Before possible showers at the end of the week, take advantage of all this nice sunshine – and get to work!

* Set out tomato, pepper and eggplant transplants.

* From seed, plant beans, beets, cantaloupes, carrots, corn, cucumbers, melons, pumpkins, radishes and squash.

* Plant onion sets.

* In the flower garden, plant seeds for asters, cosmos, celosia, marigolds, salvia, sunflowers and zinnias.

* Transplant petunias, zinnias, geraniums and other summer bloomers.

* Plant perennials and dahlia tubers for summer bloom.

* Plant summer bulbs, such as gladiolus and tuberous begonias.

* Transplant lettuce and cabbage seedlings.

* Smell orange blossoms? Feed citrus trees with a low dose of balanced fertilizer (such as 10-10-10) during bloom to help set fruit. Keep an eye out for ants.

* Apply slow-release fertilizer to the lawn.

* Thoroughly clean debris from the bottom of outdoor ponds or fountains.

* Trim dead flowers but not leaves from spring-flowering bulbs such as daffodils and tulips. Those leaves gather energy to create next year's flowers. Also, give the bulbs a fertilizer boost after bloom.

* Spring brings a flush of rapid growth, and that means your garden is really hungry. Give shrubs and trees a dose of a slow-release fertilizer. Or mulch with a 1-inch layer of compost.

* Start thinning fruit that's formed on apple and stone fruit trees -- you'll get larger fruit at harvest (and avoid limb breakage) if some is thinned now. The UC recommendation is to thin fruit when it is about 3/4 of an inch in diameter. Peaches and nectarines should be thinned to about 6 inches apart; smaller fruit such as plums and pluots can be about 4 inches apart. Apricots can be left at 3 inches apart. Apples and pears should be thinned to one fruit per cluster of flowers, 6 to 8 inches apart.
....................
Set problem: Rewrite the gardening tips from "Before possible showers" up to and including "radishes and squash.", swapping "eggplant" for "okra".
....................
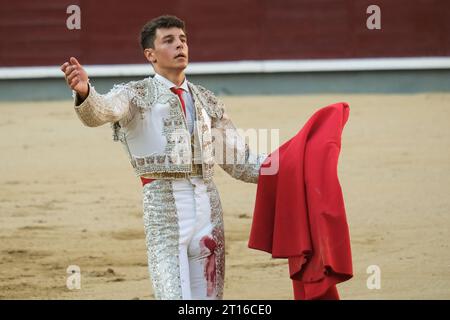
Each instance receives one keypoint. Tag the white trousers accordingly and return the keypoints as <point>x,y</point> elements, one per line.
<point>184,239</point>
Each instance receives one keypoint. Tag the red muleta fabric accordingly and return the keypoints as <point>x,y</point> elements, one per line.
<point>299,212</point>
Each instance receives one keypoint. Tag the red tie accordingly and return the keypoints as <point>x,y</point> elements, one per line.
<point>179,93</point>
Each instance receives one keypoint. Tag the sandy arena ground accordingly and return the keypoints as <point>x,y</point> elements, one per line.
<point>68,196</point>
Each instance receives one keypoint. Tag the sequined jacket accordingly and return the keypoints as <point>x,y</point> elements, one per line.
<point>148,119</point>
....................
Exercise solution:
Before possible showers at the end of the week, take advantage of all this nice sunshine – and get to work!

* Set out tomato, pepper and okra transplants.

* From seed, plant beans, beets, cantaloupes, carrots, corn, cucumbers, melons, pumpkins, radishes and squash.